What to produce: Return the data word for word from its first line through the line containing "column 435, row 81", both included, and leave out the picture.
# # # # #
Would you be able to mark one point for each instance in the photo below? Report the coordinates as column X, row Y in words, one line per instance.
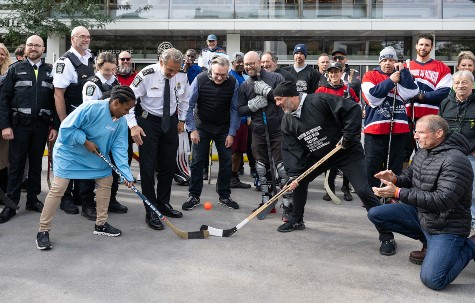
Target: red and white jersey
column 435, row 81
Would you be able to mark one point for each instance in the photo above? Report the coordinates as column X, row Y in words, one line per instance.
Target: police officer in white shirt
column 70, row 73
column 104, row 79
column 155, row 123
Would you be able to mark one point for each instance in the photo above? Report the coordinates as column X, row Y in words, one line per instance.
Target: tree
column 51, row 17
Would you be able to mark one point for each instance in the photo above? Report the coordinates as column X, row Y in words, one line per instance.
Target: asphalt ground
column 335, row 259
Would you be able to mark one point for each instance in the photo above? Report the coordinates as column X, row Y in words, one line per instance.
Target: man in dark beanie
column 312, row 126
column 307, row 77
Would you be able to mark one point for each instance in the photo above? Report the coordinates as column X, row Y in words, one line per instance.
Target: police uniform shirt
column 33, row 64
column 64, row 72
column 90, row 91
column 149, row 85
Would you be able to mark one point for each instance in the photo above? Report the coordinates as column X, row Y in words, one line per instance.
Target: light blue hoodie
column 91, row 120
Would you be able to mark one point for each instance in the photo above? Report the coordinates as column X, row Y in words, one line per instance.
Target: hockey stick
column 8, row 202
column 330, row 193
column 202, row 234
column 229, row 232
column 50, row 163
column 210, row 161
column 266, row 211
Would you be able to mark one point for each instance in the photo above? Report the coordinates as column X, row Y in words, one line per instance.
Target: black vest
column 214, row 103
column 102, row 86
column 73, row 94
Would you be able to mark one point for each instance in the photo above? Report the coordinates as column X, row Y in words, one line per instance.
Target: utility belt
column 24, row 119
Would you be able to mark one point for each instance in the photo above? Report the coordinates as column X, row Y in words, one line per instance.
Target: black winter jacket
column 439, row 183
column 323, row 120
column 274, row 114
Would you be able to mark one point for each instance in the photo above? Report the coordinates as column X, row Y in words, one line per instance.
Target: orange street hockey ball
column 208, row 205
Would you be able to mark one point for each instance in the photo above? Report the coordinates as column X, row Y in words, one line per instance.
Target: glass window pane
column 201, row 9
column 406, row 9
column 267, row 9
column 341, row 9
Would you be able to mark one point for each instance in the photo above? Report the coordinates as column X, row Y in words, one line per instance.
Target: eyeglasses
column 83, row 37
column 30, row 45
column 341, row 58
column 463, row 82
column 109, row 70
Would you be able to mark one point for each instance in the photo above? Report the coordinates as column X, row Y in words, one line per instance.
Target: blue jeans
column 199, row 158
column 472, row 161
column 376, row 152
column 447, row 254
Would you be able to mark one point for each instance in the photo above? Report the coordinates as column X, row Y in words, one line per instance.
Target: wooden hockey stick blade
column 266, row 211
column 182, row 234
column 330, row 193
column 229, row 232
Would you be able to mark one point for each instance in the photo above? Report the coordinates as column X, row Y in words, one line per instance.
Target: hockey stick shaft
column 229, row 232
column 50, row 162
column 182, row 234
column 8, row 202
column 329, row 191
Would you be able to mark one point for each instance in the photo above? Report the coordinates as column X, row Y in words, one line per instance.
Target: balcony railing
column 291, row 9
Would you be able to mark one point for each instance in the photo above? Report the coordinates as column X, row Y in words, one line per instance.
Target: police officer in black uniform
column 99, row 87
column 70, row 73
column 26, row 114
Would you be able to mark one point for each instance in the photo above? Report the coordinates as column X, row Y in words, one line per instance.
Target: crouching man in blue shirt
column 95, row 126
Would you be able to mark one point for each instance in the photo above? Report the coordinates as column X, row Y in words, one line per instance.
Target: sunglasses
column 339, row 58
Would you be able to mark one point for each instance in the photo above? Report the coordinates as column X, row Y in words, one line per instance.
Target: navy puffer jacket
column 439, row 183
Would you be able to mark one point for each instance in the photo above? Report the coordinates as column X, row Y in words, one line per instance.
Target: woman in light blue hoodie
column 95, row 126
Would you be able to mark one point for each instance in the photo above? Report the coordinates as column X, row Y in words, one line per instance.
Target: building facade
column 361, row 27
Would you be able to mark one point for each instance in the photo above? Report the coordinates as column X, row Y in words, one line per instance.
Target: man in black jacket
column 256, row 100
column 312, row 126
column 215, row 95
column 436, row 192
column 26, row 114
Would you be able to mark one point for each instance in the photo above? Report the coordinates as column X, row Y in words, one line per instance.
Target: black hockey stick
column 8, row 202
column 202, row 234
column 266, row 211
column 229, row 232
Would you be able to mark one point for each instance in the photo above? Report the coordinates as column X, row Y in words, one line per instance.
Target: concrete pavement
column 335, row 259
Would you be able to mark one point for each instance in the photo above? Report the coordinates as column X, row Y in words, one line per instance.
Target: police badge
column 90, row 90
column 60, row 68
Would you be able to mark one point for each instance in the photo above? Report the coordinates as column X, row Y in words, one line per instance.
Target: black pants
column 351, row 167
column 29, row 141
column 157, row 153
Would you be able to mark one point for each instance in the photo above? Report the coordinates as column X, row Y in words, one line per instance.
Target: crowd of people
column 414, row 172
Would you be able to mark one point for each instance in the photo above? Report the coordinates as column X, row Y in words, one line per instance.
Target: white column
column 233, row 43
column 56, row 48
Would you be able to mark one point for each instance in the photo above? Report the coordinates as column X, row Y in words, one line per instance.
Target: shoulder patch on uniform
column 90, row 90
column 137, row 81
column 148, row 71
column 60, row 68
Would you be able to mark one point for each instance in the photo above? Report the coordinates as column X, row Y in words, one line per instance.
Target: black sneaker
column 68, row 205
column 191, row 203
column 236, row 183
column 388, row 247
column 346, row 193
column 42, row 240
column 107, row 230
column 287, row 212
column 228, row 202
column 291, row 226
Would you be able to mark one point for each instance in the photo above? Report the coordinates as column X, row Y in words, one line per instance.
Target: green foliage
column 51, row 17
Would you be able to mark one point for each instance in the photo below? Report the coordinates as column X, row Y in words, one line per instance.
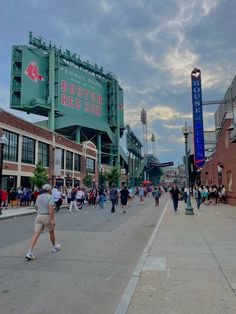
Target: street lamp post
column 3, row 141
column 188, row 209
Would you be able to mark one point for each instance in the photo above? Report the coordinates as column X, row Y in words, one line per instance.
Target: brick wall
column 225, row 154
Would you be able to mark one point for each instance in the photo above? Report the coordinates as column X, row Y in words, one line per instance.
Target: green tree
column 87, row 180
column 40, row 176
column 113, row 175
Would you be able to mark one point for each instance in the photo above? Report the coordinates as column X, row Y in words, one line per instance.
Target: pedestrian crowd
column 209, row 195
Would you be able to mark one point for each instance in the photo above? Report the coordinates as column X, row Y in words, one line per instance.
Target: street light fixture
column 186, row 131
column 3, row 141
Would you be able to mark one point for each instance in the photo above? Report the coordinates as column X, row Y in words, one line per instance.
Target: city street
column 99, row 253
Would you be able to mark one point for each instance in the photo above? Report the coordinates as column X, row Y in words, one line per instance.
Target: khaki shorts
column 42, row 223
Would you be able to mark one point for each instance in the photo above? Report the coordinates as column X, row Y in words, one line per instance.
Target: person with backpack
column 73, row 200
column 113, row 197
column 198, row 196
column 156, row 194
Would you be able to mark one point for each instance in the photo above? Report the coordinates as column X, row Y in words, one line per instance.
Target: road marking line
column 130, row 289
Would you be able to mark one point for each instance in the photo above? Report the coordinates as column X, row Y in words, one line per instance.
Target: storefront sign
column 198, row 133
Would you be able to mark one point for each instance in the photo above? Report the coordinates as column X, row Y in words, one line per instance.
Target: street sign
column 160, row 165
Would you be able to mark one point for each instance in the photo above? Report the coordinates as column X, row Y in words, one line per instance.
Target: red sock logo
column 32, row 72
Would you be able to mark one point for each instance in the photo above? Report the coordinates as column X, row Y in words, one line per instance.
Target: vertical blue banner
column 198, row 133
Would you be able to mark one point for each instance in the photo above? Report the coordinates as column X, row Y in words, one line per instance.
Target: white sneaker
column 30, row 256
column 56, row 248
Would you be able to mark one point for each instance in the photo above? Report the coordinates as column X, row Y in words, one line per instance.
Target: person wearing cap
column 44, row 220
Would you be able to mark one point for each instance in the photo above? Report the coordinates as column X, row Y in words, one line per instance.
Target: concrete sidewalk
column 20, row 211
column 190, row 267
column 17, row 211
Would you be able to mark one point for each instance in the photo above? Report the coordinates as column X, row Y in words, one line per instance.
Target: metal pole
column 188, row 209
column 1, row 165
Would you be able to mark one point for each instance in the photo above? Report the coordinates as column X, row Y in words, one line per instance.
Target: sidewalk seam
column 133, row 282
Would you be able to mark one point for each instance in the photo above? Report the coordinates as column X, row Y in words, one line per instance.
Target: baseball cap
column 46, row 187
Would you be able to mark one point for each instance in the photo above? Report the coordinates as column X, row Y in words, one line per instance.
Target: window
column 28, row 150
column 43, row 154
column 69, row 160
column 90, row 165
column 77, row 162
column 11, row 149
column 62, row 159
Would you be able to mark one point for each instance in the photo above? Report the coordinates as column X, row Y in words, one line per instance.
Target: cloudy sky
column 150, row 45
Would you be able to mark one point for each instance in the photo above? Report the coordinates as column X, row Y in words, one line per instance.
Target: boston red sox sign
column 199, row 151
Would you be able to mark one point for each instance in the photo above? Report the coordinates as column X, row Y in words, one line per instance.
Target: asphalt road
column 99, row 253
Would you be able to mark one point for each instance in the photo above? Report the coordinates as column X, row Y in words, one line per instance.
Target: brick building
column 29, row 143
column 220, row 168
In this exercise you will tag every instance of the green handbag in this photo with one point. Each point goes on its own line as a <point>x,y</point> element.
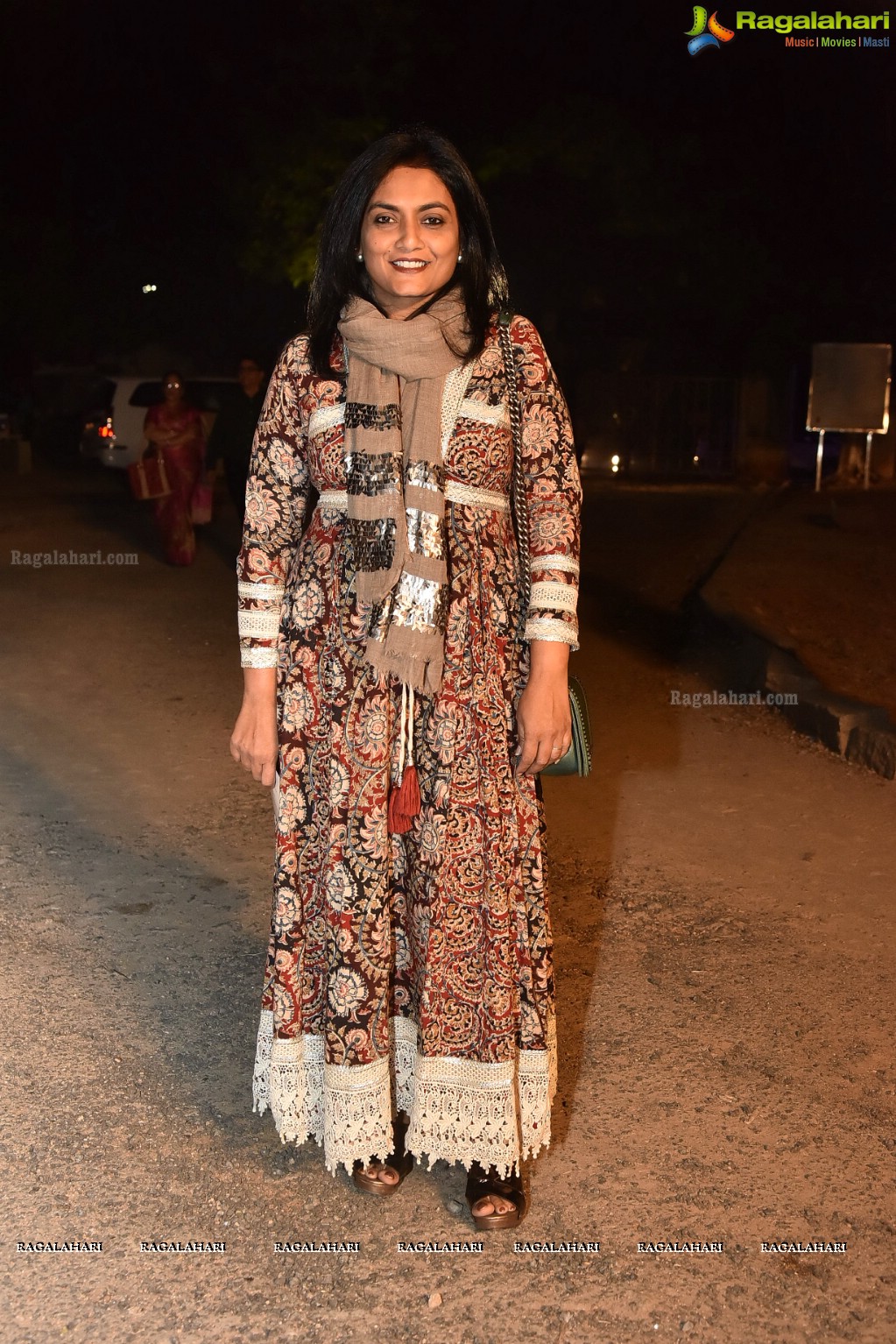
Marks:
# # # # #
Final result:
Would you be able to mark one point for each instance in the photo below? Report the coordinates as column X, row Y in words, one line per instance.
Target: red and white jersey
column 435, row 81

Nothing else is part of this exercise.